Exercise directions: Reproduce the following entries verbatim, each one complete.

Data excerpts

--*--

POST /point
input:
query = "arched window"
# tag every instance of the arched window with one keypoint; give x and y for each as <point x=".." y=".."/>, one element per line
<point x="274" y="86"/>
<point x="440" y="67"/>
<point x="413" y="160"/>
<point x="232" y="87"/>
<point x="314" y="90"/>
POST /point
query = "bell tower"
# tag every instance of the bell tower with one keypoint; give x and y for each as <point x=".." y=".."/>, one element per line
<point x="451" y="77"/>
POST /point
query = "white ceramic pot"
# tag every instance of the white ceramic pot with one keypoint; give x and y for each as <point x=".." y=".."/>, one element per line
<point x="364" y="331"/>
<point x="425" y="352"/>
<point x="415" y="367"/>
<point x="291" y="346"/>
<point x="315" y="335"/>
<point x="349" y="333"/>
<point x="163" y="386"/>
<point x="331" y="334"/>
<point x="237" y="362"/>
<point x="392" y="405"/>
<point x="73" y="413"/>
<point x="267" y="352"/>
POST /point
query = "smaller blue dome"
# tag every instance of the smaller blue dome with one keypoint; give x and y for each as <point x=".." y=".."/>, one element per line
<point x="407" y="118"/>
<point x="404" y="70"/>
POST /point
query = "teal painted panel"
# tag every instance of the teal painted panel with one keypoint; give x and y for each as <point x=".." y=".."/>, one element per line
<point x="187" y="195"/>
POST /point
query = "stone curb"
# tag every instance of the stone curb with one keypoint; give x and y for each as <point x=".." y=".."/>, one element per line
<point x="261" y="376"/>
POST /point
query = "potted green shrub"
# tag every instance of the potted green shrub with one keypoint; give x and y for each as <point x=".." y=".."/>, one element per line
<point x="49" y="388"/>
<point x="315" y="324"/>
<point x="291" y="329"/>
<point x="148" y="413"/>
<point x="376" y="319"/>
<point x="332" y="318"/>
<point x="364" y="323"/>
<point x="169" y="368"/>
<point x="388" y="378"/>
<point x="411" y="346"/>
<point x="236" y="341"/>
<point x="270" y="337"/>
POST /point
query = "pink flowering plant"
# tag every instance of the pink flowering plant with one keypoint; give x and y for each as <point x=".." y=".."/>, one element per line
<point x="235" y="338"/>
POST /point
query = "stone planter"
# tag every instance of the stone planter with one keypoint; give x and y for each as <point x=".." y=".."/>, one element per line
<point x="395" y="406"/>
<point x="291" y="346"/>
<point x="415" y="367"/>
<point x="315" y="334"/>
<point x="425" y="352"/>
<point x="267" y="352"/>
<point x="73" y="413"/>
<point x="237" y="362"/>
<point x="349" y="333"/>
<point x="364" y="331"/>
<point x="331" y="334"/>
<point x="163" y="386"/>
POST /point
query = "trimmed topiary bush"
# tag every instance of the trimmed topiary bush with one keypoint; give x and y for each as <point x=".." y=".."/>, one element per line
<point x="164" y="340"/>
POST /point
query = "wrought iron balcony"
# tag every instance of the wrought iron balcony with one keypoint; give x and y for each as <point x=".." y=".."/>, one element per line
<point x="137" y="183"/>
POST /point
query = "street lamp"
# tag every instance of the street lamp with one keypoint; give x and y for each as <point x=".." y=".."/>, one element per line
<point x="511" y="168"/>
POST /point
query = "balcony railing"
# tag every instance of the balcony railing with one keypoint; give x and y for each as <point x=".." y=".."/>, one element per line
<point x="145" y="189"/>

--*--

Task result:
POST /point
input:
query = "arched window"
# tag every instance of the arched window with one keypoint; give x and y for each as <point x=".." y=".."/>, one element per line
<point x="274" y="86"/>
<point x="440" y="67"/>
<point x="413" y="160"/>
<point x="232" y="87"/>
<point x="314" y="90"/>
POST /point
query = "bell tower"
# tag every instance of the bell tower with one keypoint; give x and y for each as <point x=".." y=".."/>, one element per line
<point x="451" y="77"/>
POST /point
query = "white ceramic pot"
# tag every instance of the white ceramic pot with one keypoint; give x and y for each as <point x=".." y=".."/>, one element per line
<point x="364" y="331"/>
<point x="425" y="352"/>
<point x="415" y="367"/>
<point x="291" y="346"/>
<point x="315" y="335"/>
<point x="349" y="333"/>
<point x="163" y="386"/>
<point x="331" y="334"/>
<point x="237" y="362"/>
<point x="392" y="405"/>
<point x="73" y="413"/>
<point x="267" y="352"/>
POST /point
query = "smaller blue dome"
# tag every instance of the smaller blue dome with one keypoint; give x and y for each as <point x=".." y=".."/>, one element per line
<point x="407" y="118"/>
<point x="404" y="70"/>
POST /point
query = "teal painted panel"
# tag every instance of the teal painted panel with one keypoint; give x and y for each as <point x=".." y=".."/>, one element per line
<point x="187" y="195"/>
POST /point
query = "stone curb"
# tag every instance of the stone curb with one keypoint; give x and y for each as <point x=".." y=".."/>, one element per line
<point x="261" y="376"/>
POST /point
query = "potted green shrub"
# tag every instance of the potted green shrub with one keypoint; give x and y for each as <point x=".." y=".."/>, one element per line
<point x="49" y="388"/>
<point x="315" y="324"/>
<point x="291" y="329"/>
<point x="148" y="413"/>
<point x="376" y="319"/>
<point x="332" y="318"/>
<point x="364" y="323"/>
<point x="169" y="368"/>
<point x="388" y="378"/>
<point x="411" y="346"/>
<point x="236" y="341"/>
<point x="270" y="337"/>
POST /point
query = "pink flowering plant"
# tag every instance of the pink flowering plant with one keypoint; give x and y for each as <point x=".." y=".."/>, one element per line
<point x="235" y="338"/>
POST /point
query = "stone planter"
# tag every instance of the stone planter with one keypoint; give x and y for each as <point x=".." y=".."/>, one element per line
<point x="395" y="406"/>
<point x="291" y="346"/>
<point x="415" y="367"/>
<point x="315" y="334"/>
<point x="425" y="352"/>
<point x="267" y="352"/>
<point x="73" y="413"/>
<point x="237" y="362"/>
<point x="349" y="333"/>
<point x="364" y="331"/>
<point x="331" y="334"/>
<point x="163" y="386"/>
POST /point
query = "trimmed topiary bush"
# tag every instance of the trimmed topiary bush with one keypoint; give x and y for each as <point x=".." y=".."/>, one element per line
<point x="164" y="340"/>
POST /point
query = "wrought iron balcony"
# tag every instance of the wrought iron balcony with one keypoint; give x and y for each as <point x=".." y=".."/>, one element per line
<point x="137" y="183"/>
POST /point
query = "street lamp"
# tag every instance of the street lamp with one keypoint; give x and y for each as <point x=".." y=".."/>, one element per line
<point x="511" y="168"/>
POST /point
query = "balcony railing"
# tag every instance of the balcony railing with one keypoint; give x and y for each as <point x=".." y=".."/>, one element per line
<point x="145" y="189"/>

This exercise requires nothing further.